┏━━

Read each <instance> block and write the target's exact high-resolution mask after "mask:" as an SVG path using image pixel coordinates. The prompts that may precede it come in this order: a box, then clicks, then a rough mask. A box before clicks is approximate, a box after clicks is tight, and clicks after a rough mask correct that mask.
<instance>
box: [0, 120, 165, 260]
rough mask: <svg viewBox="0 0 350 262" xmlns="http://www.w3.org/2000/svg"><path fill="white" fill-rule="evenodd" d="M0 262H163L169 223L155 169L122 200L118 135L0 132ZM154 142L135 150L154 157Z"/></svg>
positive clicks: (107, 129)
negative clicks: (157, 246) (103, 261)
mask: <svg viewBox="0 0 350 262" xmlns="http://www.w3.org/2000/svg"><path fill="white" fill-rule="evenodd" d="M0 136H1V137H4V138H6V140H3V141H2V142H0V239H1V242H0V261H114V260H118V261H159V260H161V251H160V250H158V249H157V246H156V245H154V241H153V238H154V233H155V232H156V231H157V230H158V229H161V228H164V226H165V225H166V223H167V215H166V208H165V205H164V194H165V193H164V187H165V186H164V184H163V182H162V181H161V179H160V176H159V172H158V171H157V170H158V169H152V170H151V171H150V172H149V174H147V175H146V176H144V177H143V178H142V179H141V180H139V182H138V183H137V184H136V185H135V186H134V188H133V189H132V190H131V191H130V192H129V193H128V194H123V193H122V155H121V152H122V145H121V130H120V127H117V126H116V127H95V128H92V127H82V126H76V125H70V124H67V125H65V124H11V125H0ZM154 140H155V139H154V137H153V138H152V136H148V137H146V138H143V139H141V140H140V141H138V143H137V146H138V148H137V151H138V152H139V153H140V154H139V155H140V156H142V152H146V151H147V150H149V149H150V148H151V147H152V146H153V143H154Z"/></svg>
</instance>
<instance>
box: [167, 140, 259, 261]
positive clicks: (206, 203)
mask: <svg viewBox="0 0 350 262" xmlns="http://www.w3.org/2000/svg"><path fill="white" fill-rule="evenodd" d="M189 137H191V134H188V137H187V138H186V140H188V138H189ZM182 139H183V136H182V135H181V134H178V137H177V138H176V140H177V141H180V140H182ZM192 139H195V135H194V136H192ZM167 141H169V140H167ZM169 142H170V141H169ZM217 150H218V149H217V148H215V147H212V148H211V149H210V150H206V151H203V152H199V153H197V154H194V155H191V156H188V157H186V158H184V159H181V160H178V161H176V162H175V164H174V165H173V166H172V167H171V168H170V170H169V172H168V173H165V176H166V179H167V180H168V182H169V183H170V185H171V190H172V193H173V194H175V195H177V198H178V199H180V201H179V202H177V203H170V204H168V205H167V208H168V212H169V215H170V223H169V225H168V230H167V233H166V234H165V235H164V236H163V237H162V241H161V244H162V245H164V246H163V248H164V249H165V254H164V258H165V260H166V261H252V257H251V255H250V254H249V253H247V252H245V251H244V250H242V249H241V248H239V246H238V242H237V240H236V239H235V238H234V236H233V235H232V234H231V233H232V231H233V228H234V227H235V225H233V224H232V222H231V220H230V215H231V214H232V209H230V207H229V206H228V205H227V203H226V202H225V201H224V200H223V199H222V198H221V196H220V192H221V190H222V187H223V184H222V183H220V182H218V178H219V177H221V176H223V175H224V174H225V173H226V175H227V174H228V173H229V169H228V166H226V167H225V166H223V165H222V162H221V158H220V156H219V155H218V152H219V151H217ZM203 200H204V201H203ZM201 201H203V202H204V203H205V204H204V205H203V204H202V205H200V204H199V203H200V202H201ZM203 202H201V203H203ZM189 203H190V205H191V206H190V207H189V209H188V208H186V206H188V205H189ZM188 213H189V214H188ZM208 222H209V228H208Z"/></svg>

┗━━
┏━━

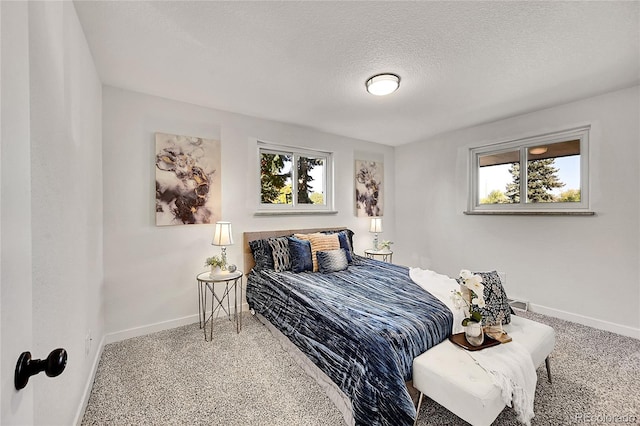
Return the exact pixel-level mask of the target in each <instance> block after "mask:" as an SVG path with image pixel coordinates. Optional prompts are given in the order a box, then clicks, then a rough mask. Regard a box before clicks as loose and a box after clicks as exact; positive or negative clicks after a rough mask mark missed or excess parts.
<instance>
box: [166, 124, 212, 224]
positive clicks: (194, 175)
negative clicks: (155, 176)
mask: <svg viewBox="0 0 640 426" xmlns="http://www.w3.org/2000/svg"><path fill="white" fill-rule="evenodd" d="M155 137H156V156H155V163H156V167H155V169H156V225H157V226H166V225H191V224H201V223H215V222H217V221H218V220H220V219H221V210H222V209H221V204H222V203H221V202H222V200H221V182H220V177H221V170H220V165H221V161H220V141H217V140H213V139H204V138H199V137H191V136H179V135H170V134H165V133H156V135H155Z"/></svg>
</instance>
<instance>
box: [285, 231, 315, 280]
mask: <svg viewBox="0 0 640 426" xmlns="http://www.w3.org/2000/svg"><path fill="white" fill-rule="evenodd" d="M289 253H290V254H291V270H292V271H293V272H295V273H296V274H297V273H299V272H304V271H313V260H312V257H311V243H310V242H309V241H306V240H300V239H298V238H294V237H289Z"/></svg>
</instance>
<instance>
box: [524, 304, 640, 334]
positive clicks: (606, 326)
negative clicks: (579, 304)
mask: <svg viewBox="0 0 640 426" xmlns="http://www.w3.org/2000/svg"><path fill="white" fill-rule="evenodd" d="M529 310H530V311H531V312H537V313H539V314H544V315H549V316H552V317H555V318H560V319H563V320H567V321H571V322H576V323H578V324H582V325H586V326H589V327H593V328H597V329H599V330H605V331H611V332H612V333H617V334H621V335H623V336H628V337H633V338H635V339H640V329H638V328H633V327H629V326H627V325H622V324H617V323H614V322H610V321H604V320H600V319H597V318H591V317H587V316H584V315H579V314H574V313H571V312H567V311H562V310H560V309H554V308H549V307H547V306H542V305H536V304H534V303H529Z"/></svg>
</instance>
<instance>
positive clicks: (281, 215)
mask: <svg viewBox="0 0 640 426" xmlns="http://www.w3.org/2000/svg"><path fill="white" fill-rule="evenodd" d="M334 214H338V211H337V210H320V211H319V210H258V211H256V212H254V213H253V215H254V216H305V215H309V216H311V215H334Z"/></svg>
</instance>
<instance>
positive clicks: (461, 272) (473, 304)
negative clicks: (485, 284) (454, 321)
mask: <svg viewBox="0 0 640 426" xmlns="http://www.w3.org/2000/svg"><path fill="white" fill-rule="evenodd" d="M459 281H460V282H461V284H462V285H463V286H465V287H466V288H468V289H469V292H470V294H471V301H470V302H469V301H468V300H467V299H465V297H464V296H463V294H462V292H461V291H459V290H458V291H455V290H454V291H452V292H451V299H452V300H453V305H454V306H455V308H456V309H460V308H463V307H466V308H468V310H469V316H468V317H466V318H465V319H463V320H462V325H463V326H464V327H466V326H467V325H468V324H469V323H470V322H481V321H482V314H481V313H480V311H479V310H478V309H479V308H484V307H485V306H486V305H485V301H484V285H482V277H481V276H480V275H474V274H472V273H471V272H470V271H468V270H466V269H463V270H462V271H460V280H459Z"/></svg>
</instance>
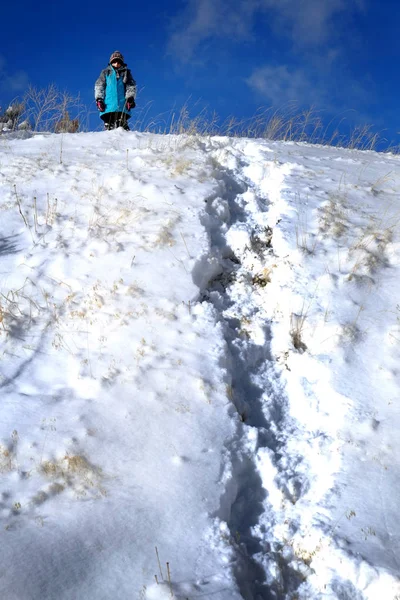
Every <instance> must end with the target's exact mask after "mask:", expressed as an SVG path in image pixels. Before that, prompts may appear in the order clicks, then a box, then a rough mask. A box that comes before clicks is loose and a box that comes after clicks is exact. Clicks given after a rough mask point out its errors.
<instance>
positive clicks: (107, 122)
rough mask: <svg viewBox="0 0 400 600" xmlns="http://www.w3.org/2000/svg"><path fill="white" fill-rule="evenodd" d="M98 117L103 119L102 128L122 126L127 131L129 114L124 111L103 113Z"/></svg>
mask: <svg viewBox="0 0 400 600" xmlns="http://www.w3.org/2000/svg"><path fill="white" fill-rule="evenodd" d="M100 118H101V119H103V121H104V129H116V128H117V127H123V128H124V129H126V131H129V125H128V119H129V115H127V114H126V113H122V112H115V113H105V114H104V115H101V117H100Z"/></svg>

┗━━
┏━━

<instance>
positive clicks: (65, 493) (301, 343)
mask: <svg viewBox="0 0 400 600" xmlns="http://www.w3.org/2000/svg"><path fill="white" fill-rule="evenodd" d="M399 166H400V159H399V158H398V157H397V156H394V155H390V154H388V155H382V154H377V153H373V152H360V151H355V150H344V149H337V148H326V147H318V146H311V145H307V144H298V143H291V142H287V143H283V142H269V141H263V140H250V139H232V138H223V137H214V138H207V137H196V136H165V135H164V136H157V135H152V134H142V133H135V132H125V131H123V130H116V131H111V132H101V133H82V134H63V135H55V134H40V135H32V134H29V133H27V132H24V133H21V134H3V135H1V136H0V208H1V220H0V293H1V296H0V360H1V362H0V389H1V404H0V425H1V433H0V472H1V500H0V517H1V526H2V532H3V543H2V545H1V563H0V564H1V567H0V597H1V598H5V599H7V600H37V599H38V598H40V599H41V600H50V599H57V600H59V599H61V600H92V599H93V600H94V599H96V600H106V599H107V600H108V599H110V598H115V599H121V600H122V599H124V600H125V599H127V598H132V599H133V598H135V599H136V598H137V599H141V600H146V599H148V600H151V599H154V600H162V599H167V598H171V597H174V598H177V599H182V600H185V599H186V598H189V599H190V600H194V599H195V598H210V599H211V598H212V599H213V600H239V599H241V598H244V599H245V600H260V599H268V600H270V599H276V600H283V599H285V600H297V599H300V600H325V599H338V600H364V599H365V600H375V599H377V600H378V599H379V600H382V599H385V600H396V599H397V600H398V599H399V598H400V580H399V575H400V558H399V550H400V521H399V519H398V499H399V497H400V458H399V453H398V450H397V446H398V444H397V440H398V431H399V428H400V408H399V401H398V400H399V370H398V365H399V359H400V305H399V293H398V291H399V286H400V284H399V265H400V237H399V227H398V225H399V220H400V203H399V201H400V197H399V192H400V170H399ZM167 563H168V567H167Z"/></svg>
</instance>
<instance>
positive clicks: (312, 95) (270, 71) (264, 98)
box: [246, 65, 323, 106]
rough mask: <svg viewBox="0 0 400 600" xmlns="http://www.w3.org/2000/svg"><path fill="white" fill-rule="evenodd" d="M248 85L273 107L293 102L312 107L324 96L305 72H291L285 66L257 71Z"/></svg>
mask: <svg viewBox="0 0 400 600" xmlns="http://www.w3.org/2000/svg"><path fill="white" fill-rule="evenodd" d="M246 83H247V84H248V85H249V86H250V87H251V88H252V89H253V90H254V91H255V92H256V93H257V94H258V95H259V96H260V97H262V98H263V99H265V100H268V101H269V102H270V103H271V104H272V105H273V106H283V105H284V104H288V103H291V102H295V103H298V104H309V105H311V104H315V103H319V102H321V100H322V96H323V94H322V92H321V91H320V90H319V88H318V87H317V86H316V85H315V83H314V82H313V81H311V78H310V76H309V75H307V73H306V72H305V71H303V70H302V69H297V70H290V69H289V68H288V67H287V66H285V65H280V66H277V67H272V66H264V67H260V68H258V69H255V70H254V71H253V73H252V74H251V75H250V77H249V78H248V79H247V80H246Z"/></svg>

┗━━

Repeat, word for word, the lines above between the line holding "box: [0, 120, 165, 260]" and the line holding "positive clicks: (107, 129)", inclusive; omit everything else.

» **Finished task**
box: [0, 120, 165, 260]
rough mask: <svg viewBox="0 0 350 262" xmlns="http://www.w3.org/2000/svg"><path fill="white" fill-rule="evenodd" d="M0 262H163L169 223L155 169L122 200L118 135L0 132ZM154 142L135 150L154 157Z"/></svg>
positive clicks: (107, 129)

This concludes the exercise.